Page text:
** BEGIN **

The report makes an alarming prediction. By the middle of the century, it says that, in the worst case, no fewer than seven billion people in 60 countries may be faced with water scarcity, although if the right policies are followed this may be brought down to two billion people in 48 nations.

The report is intended as an alarm call, launched in advance of the World Water Forum taking place in Kyoto, Japan this month, when it is hoped that governments and policy makers will make a new commitment to get to grips with the water problem internationally. That, sadly, seems unlikely, especially if the United States and Britain have just invaded Iraq and the world is convulsed by war.

A big difficulty with water is that, at least in the rich West, it is largely taken for granted. After all, it is the most widely-occurring substance, most of the planet being H2O. But the words of Coleridge are apposite: "Water, water everywhere", as the Ancient Mariner said, "Nor any drop to drink".

Although water is the commonest stuff on earth, only 2.53 per cent of it is fresh, while the rest is salt. And of the freshwater, two thirds is locked up in glaciers and permanent snow cover. What is available, in lakes, rivers, aquifers (ground water) and rainfall run-off, is now increasingly coming under pressure from several directions at once.

** END **

Supplied entries:

** BEGIN **

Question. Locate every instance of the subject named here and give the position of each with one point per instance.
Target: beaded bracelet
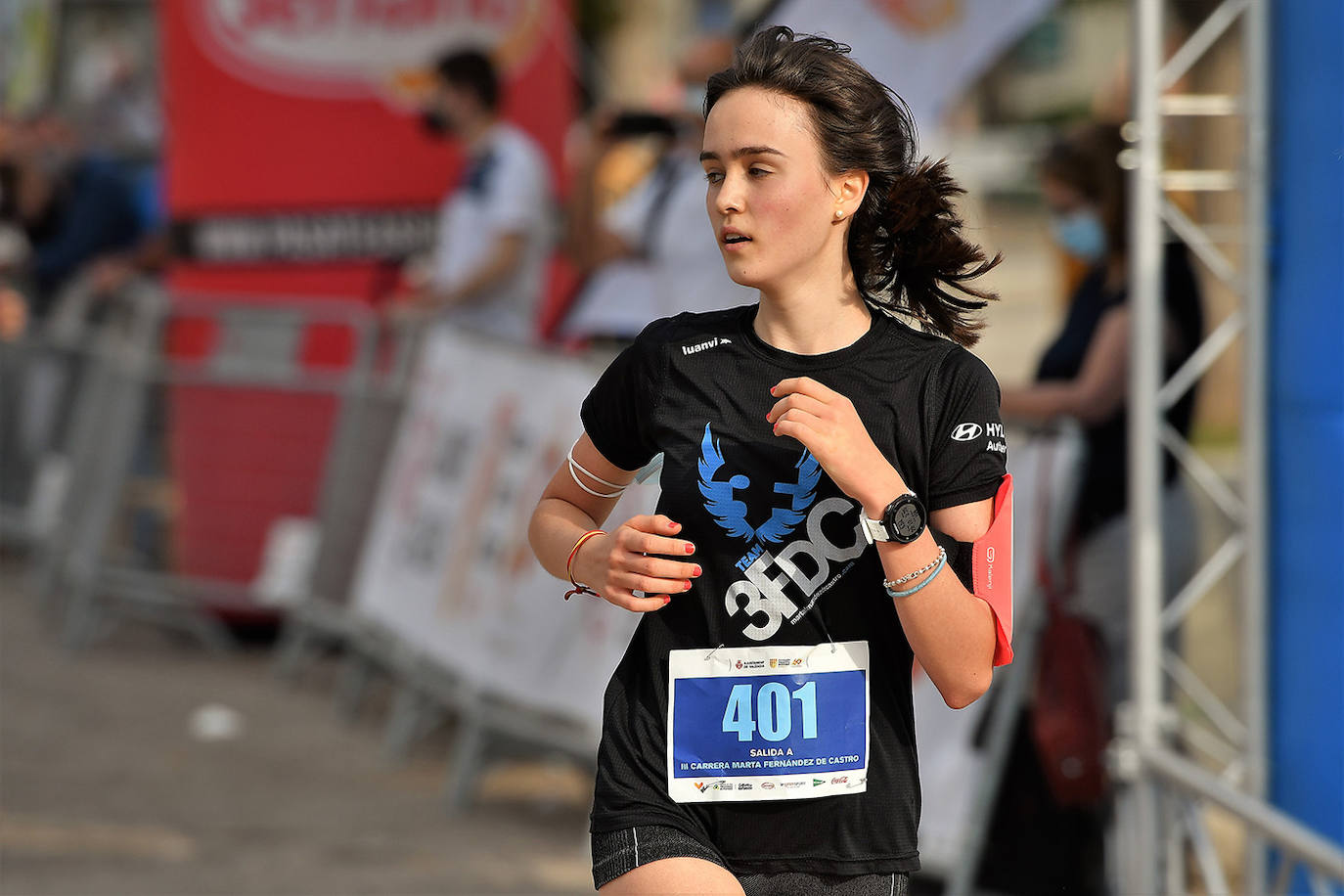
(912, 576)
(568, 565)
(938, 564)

** END **
** BEGIN **

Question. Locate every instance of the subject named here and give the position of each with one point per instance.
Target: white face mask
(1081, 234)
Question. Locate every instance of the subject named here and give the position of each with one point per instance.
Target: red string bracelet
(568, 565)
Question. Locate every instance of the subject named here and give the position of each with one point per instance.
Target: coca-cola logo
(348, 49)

** END **

Requirements:
a) In the water scarcity text, where is the World Water Forum taking place?
b) Write out the part of the water scarcity text starting with "The report makes" and going on through "convulsed by war.".
The records are separate material.

Answers to the exercises:
a) In Kyoto, Japan.

b)
The report makes an alarming prediction. By the middle of the century, it says that, in the worst case, no fewer than seven billion people in 60 countries may be faced with water scarcity, although if the right policies are followed this may be brought down to two billion people in 48 nations.

The report is intended as an alarm call, launched in advance of the World Water Forum taking place in Kyoto, Japan this month, when it is hoped that governments and policy makers will make a new commitment to get to grips with the water problem internationally. That, sadly, seems unlikely, especially if the United States and Britain have just invaded Iraq and the world is convulsed by war.